Job:
Repeat all the records exactly, omitting pictures.

**********

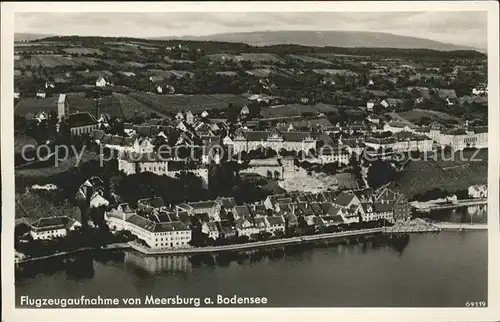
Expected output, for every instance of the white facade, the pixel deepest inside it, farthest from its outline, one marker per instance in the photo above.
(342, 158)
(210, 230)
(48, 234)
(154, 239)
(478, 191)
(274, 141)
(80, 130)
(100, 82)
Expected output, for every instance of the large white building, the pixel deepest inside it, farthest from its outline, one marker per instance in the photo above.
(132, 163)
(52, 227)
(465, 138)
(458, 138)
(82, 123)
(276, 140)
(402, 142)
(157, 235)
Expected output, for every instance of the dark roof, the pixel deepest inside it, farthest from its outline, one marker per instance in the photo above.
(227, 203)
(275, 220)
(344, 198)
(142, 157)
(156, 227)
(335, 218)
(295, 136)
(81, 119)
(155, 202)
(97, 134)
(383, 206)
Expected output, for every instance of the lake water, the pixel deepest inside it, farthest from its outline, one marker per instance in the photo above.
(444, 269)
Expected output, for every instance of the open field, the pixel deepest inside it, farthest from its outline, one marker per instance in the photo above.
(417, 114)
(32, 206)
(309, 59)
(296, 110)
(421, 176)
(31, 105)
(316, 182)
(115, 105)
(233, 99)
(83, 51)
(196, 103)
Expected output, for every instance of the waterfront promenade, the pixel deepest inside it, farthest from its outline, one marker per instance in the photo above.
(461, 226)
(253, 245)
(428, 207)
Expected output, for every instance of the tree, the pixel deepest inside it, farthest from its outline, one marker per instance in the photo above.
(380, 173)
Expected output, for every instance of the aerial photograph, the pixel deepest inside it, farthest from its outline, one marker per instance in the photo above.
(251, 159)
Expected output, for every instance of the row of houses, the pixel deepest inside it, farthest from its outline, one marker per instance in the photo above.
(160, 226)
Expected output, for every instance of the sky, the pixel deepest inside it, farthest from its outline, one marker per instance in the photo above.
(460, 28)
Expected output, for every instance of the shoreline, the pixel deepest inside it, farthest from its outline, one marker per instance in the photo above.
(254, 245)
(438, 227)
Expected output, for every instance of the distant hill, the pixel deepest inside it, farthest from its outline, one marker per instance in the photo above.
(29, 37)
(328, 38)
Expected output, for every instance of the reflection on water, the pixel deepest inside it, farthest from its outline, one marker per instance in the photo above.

**********

Task output:
Expected output, for every instance of the white facade, the pixel deepest inside it, farthest from its outline, one marker per instance in the photo above.
(342, 158)
(210, 230)
(48, 234)
(154, 239)
(478, 191)
(274, 141)
(80, 130)
(100, 82)
Expected output, for every instance of the large white building, the pixel deepest inside it, farthest from its outline, one marker per instance in the photo above.
(132, 163)
(52, 227)
(465, 138)
(458, 138)
(82, 123)
(276, 140)
(402, 142)
(157, 235)
Expected output, for every instance of the dark roof, the pixel deepest inside it, farthest from its outline, one marker per instance in the photo above.
(227, 203)
(275, 220)
(344, 198)
(142, 157)
(156, 227)
(335, 218)
(295, 136)
(81, 119)
(155, 202)
(97, 134)
(383, 206)
Expected output, for every instance of the lake water, the pixel deepest inside it, farthest from its outline, one marker per instance in the photo above.
(444, 269)
Expected output, for every instance of the open field, the pixel deepest inside it, farthest from its outline, one marker per instance in the photo above.
(417, 114)
(32, 206)
(309, 59)
(296, 110)
(421, 176)
(31, 105)
(316, 182)
(115, 105)
(233, 99)
(83, 51)
(196, 103)
Expected output, for every instance of the waterfront promenade, the pixel deepest inside it, farthest from its outline, one marker per instance in the photo above.
(461, 226)
(253, 245)
(428, 207)
Expected output, for every instance of the tree, the pixel deepest inside it, farthest from its outline, one marker per instance in the photo above.
(380, 173)
Expected output, for every instance of the aerial photograph, the pixel deepest inside it, farthest from its outline, one marker per instance in the photo above.
(251, 159)
Expected output, for every instance of the row of houses, the pixel deepest inside it, farthest from its outline, one marker per instance in the photo above.
(160, 226)
Expected output, for every instance of the sky, the pixel deepest inside it, farthest from its outline, one marker per instance in the photo above.
(460, 28)
Expected output, for every instance of the shoreline, the pixel deepest inside it, farthest from its outline, one marker per instance in the photo above.
(254, 245)
(438, 227)
Expected output, for every instance of the distant hill, the pixel deepest inside it, farthest from its outline, one marker per instance in the photo above.
(29, 37)
(328, 38)
Expected output, for every instance of the reflection on water, the pixel deepest inside it, farthest from its outline, one marker per instance in the photo above.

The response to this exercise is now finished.